■ **REQUEST**
Continue the passage below on North Carolina's Assembly and Convention, picking up after its last sentence.

## START TEXT

The Assembly and the Convention met at
the same time and place. Both bodies had
some delegates in common. The Assembly
was confronted with another call from
Congress for a cession of western
territory.2 Only North
Carolina and Georgia had failed to make
cessions and a pointed appeal was made
to the magnanimity and sense of justice
of the laggard State. Though North
Carolina was out of the Union, to
contribute toward the liquidation of the
continental debts continued as an
unchanged obligation.
Another spur to the making of a cession
was the presentation for payment of
large claims incurred in the conduct of
General Martin's campaign against the
Chickamauga Indians, under the State's
military authorities. The members from
the seaboard counties winced when they
saw the magnitude of these claims.
Haywood, who was at the time yet a
resident and active in the affairs of
North Carolina, afterward wrote of this
situation: "The Atlantic members labored
to find ways and means, and still more,
to avoid making contributions from the
counties east of the Alleghanies" to
liquidate these claims.
The two bodies, Assembly and Convention,
cooperated in trying to solve the
serious problems involved in the former
refusals, to ratify the Federal
Constitution and to cede the western
domain. The swing of sentiment was now
distinctly away from localism to the
federal system. That further severance
from the sister States was deemed unwise
is shown by a pronounced reversal—the
Constitution was ratified by a vote of
195 to 77, whereas in the previous year
ratification had failed by a vote of 184
to 83.

## END TEXT
## START DATA PROVIDED

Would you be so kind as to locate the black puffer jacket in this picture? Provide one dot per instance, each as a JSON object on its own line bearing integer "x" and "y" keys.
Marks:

## END DATA PROVIDED

■ **OUTPUT**
Plans were matured for a second cession
to the United States of America, though
a considerable element in the Assembly
favored a proposition advanced in the
house of commons: to cede directly to
the citizens who resided west of the
mountains the territorial or political
rights over the western domain, which
was to be erected into a separate State,
North Carolina to reserve the right to
open a land office and dispose of the
unappropriated lands for the purpose of
satisfying specie certificates issued by
the State and redeeming her paper money
then in circulation.3
This would have been to affront the
national government. It might lead, it
was thought, to a serious breach, and to
the possible loss of all control of the
lands across the Alleghanies. There was
deep solicitude that this point be
safeguarded; an extensive control of the
disposal of these lands must be
retained. Land control had been
throughout the crux of the cession
problem.
An act to cede the Western Country to
the United States was passed. John
Sevier had the satisfaction of recording
his vote in favor of cession even though
on onerous terms;4 and, in
the Convention, in favor of ratifying
the National Constitution.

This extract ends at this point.